» **Excerpted passage**:
····················

Another direction you can take with this one is to follow the cycle of questions to the end and in most cases you will realize that the end result your anxiety mind is heading towards is wholly unrealistic. When dealing with anxiety our brains tend toward catastrophizing scenarios, meaning exaggerating the worst case scenario. It can also help you identify core doubts or worries that lead towards the what if cycle. It can identify doubts or insecurities about yourself that you can address in order to end the cycle of questions before it starts.
Take Action/Face the Worry
This one sounds simple at face value, but takes some work. If it was as easy at it sounds the questions would not occur, but it is possible. For example, if you are worried you will lose your job, what if questions may continue to circle around events that would result in this fear. “What if I catch the flu and miss too much work,” “what if I mess up this phone call,” or “what if I offend this person?” There are an indefinite amount of questions that have outcomes that could possibly lead to the feared outcome. So rather than continue to worry about the outcome, do something about it. Identify if there is a legitimate reason you could lose your job and fix it. Make sure you are working and meeting job requirements. Make connections with people that can assist you and move you up in your position. Take positive actions rather than worrying about how actions out of your control can impact you.

····················

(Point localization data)

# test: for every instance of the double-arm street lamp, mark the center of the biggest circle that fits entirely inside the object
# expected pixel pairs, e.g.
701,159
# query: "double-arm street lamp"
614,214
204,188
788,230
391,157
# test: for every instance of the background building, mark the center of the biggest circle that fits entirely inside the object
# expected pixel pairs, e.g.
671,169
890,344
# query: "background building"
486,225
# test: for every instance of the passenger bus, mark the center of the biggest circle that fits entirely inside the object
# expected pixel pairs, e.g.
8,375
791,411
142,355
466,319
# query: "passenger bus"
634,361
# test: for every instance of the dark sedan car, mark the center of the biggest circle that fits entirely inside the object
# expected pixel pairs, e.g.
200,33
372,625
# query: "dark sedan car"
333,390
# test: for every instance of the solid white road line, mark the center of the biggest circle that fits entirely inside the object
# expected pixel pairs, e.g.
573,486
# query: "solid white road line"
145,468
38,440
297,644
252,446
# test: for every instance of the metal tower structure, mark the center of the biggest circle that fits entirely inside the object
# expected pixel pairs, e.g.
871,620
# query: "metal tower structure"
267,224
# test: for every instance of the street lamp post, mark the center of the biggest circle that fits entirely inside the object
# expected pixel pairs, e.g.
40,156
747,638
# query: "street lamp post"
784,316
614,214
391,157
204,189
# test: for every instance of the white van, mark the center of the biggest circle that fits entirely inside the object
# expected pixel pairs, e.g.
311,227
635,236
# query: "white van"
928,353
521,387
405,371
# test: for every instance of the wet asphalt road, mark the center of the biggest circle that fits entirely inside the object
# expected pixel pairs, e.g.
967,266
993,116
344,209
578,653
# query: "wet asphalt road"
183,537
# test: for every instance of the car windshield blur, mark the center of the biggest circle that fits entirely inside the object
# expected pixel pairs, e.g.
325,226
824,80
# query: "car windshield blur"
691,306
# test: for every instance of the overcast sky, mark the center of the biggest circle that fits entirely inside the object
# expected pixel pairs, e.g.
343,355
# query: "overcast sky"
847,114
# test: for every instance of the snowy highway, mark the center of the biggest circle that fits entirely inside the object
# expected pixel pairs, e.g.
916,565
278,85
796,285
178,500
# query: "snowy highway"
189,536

····················

Reproduce the passage on anxiety and "what if" questions word for word, in full. Nothing in the listing is needed here.

» **Solution to this exercise**:
Another direction you can take with this one is to follow the cycle of questions to the end and in most cases you will realize that the end result your anxiety mind is heading towards is wholly unrealistic. When dealing with anxiety our brains tend toward catastrophizing scenarios, meaning exaggerating the worst case scenario. It can also help you identify core doubts or worries that lead towards the what if cycle. It can identify doubts or insecurities about yourself that you can address in order to end the cycle of questions before it starts.
Take Action/Face the Worry
This one sounds simple at face value, but takes some work. If it was as easy at it sounds the questions would not occur, but it is possible. For example, if you are worried you will lose your job, what if questions may continue to circle around events that would result in this fear. “What if I catch the flu and miss too much work,” “what if I mess up this phone call,” or “what if I offend this person?” There are an indefinite amount of questions that have outcomes that could possibly lead to the feared outcome. So rather than continue to worry about the outcome, do something about it. Identify if there is a legitimate reason you could lose your job and fix it. Make sure you are working and meeting job requirements. Make connections with people that can assist you and move you up in your position. Take positive actions rather than worrying about how actions out of your control can impact you.